**Objective**
Rewrite all the records below with "single pin" swapped for "single point", keeping everything else the same and leaving out the pictures.

**Dataset records**
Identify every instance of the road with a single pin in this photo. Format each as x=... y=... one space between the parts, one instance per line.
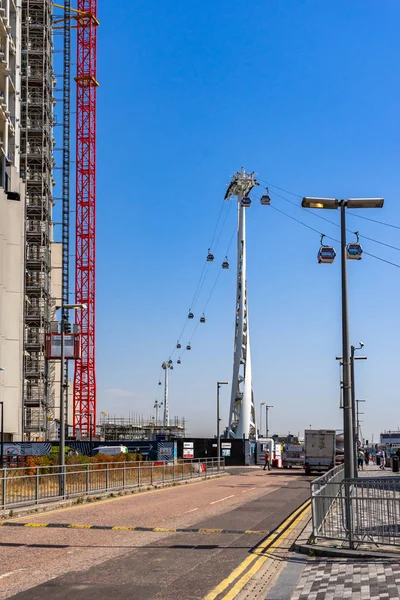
x=90 y=564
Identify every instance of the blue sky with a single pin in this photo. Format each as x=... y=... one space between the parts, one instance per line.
x=305 y=94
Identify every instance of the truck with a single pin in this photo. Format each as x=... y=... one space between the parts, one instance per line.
x=292 y=456
x=320 y=450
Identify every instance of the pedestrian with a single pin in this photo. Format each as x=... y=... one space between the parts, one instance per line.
x=383 y=459
x=360 y=459
x=267 y=461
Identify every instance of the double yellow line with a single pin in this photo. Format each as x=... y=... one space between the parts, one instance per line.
x=249 y=567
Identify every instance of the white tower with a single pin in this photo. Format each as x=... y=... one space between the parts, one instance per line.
x=242 y=414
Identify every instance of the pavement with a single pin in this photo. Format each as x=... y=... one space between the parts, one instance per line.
x=59 y=563
x=288 y=575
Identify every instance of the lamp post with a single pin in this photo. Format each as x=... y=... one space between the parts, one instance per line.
x=267 y=407
x=219 y=383
x=62 y=398
x=353 y=402
x=333 y=203
x=260 y=428
x=2 y=430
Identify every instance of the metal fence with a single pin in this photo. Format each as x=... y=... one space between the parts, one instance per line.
x=34 y=485
x=365 y=510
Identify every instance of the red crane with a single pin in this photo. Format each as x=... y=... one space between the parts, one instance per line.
x=85 y=274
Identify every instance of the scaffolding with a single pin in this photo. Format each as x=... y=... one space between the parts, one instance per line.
x=116 y=429
x=37 y=171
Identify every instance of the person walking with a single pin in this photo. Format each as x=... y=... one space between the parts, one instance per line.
x=267 y=461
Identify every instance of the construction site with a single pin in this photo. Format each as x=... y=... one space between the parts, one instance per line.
x=39 y=91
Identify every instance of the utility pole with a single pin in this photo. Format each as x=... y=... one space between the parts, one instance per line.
x=219 y=383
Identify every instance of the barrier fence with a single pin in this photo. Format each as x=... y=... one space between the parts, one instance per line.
x=34 y=485
x=356 y=511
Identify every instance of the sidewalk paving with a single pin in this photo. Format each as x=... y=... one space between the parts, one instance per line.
x=321 y=578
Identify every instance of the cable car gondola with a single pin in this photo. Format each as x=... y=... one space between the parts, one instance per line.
x=265 y=199
x=326 y=254
x=354 y=249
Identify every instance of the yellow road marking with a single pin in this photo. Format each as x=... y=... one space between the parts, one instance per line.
x=253 y=557
x=210 y=530
x=239 y=585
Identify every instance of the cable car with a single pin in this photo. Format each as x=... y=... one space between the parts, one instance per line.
x=354 y=250
x=265 y=199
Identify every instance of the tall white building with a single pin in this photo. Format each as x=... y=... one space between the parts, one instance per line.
x=12 y=222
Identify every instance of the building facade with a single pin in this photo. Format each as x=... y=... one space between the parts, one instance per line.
x=12 y=222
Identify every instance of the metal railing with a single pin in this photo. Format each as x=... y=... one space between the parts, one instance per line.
x=365 y=510
x=35 y=485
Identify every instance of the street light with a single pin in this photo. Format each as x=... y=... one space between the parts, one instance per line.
x=259 y=431
x=219 y=383
x=353 y=402
x=334 y=203
x=2 y=430
x=268 y=406
x=62 y=399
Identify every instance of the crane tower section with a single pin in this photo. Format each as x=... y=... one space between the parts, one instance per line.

**Exercise output**
Identify every instance of the road with a single point in this photo. Format each as x=... y=... one space between the parts, one instance per line.
x=90 y=564
Identify every instance of the blue sky with a single point in this photo. Format each as x=... y=... one space between the parts, one instance per line.
x=305 y=94
Identify every instance of the truck with a single point in this photo. Format each as x=... y=... one space between the parts, one instance per line.
x=292 y=456
x=320 y=450
Identify every instance of the pedestrian with a single point in this photo. Format each as x=... y=... one space between the parts, one instance per line.
x=383 y=459
x=360 y=459
x=267 y=461
Identify every instance of the double yellow line with a single point in this photo. Format each as x=... y=... one space between the parts, one instance per line.
x=249 y=567
Identify every instance of the white tower with a single point in this photo. Format each as x=... y=... one space between the parts, one instance per line.
x=242 y=414
Identify every instance of the pavement with a single point in this photo. Format each as x=... y=... one space between the parts, one instance per line.
x=59 y=563
x=288 y=575
Identify every instance of the lamp post with a single point in this photo. Format each as x=... y=... one space between the parts, one instance per line.
x=267 y=407
x=219 y=383
x=62 y=398
x=353 y=402
x=333 y=203
x=260 y=428
x=2 y=430
Identify every instance of the metal fence with a single point in this photo. Format each as x=... y=... one space between the parts, one instance per line.
x=34 y=485
x=365 y=510
Identify every instance of the red crane with a single point in this photo. Format each as x=... y=... one space between the parts, one instance per line.
x=85 y=274
Identify every instance of the scaffolding with a single point in this photo. Format each as x=... y=... one space between the parts, one instance per line.
x=116 y=429
x=37 y=171
Identify every instance of the person walking with a single point in this photo. Format each as x=... y=... one space between the parts, one instance per line.
x=267 y=461
Identify every instance of the construction site with a single point in this photo. Format each as x=... y=... one space between the parts, one instance per line.
x=39 y=91
Identify every instance of the utility pole with a single point in this photo. Format each as x=... y=... one space between the parts, one instance per line.
x=219 y=383
Identify every instance of the barrier fence with a single point in this photo. Format each as x=... y=... one space between the parts, one instance per line.
x=34 y=485
x=356 y=511
Identify every instance of the sidewalk paving with a single point in this photo. Format each as x=... y=... one space between the parts, one instance per line.
x=321 y=578
Identify every instance of the cable car gondola with a single point in this photo. Format each as x=... y=... one space between the parts, one instance per line.
x=265 y=199
x=326 y=254
x=354 y=249
Identify every instance of the yellow road marking with a single point in this photo. Format each as x=... y=... one space between the parts, one instance per line.
x=253 y=557
x=210 y=530
x=239 y=585
Identify every instance of the cable car with a single point in this photo. Format each as x=... y=... one space between the parts, one instance per line.
x=354 y=250
x=265 y=199
Identify every instance of the tall white building with a single point in this photo. Format each as x=... y=... one space between the parts, one instance per line.
x=12 y=222
Identify every instance of the building facade with a single point in this photo. Format each as x=... y=... one space between the parts, one instance per line.
x=12 y=222
Identify every instance of the metal railing with a single point in this photo. Format each as x=... y=... one space between the parts, one instance per line.
x=365 y=510
x=35 y=485
Identify every instance of the street light with a single point in this photo. Format each as x=... y=... one space between the parts, one instance per line.
x=259 y=431
x=219 y=383
x=353 y=402
x=334 y=203
x=2 y=430
x=268 y=406
x=62 y=399
Identify every instance of the crane tower section with a single point in this photo. Format each as x=... y=... one space between the parts, one instance per line.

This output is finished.